*** Data listing Section Begins ***

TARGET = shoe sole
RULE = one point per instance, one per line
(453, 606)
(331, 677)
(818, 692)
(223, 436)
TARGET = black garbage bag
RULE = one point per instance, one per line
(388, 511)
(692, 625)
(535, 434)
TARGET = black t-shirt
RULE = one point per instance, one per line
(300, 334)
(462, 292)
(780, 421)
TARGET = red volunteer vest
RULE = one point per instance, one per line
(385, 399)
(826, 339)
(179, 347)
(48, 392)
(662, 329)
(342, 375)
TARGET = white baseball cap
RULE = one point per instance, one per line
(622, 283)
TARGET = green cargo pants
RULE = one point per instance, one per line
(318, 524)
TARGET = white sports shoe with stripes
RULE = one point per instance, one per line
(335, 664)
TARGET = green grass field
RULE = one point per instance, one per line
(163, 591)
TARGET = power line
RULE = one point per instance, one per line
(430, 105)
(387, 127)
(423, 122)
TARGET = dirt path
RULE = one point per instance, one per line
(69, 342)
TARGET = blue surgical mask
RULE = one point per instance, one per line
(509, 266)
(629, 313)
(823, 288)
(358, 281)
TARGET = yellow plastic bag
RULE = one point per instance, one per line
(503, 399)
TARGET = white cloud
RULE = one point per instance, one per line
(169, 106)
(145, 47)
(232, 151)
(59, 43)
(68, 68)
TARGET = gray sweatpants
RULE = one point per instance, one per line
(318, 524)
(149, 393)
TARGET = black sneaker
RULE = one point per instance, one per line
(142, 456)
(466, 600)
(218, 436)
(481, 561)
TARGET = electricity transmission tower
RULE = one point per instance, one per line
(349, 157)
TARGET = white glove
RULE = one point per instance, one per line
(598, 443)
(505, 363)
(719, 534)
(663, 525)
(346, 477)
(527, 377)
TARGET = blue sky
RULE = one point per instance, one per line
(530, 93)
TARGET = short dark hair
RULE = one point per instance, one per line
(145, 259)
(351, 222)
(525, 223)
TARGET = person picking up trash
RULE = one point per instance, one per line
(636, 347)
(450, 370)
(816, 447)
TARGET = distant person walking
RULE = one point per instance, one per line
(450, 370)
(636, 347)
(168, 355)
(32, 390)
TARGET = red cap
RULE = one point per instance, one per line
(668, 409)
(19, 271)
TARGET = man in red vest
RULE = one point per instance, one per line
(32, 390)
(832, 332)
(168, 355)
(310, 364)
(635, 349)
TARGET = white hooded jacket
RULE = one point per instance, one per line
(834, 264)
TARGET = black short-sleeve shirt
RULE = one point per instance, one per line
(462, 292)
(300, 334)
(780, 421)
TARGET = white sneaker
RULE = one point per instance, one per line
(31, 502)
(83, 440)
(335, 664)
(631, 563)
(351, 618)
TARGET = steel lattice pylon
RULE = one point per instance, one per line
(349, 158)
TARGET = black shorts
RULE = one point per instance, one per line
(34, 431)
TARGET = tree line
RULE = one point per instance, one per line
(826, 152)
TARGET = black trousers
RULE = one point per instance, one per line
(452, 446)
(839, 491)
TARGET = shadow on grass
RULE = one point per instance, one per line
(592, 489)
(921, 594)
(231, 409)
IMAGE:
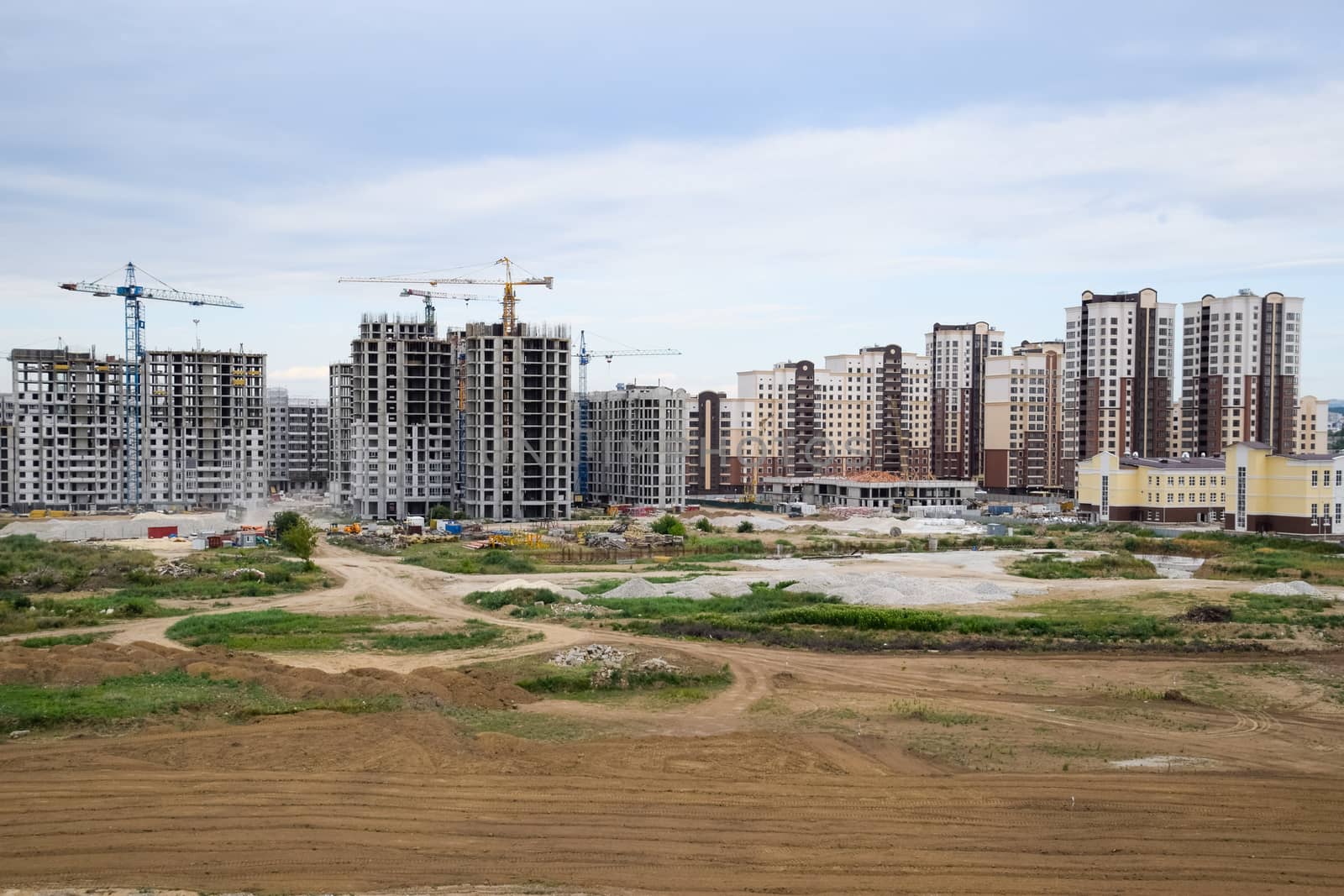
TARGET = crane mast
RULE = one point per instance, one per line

*** Data listing Section Ends ***

What you will do: Every line from the first entry to the line containing "TARGET = power line" should be transcribed exactly, and nothing beyond it.

Finished task:
TARGET = shoe sole
RULE = one point per instance, one per line
(453, 606)
(331, 677)
(818, 692)
(223, 436)
TARGET = black garbage bag
RULE = one point per instance, one per line
(388, 511)
(692, 625)
(535, 434)
TARGET = black t-shirt
RULE = one point per instance, one per line
(300, 334)
(462, 292)
(780, 421)
TARGET = red volunteer vest
RULE = one point per instance, one per line
(385, 399)
(826, 339)
(179, 347)
(48, 392)
(662, 329)
(342, 375)
TARGET = white baseball cap
RULE = one point per instance, one per line
(622, 283)
TARGET = green cargo pants
RULE = one point per instance, one per line
(318, 524)
TARGET = white sports shoe with stripes
RULE = one point per instance, one per line
(335, 664)
TARGET = green grass field
RULE = one point per instance, one per line
(163, 591)
TARGET = power line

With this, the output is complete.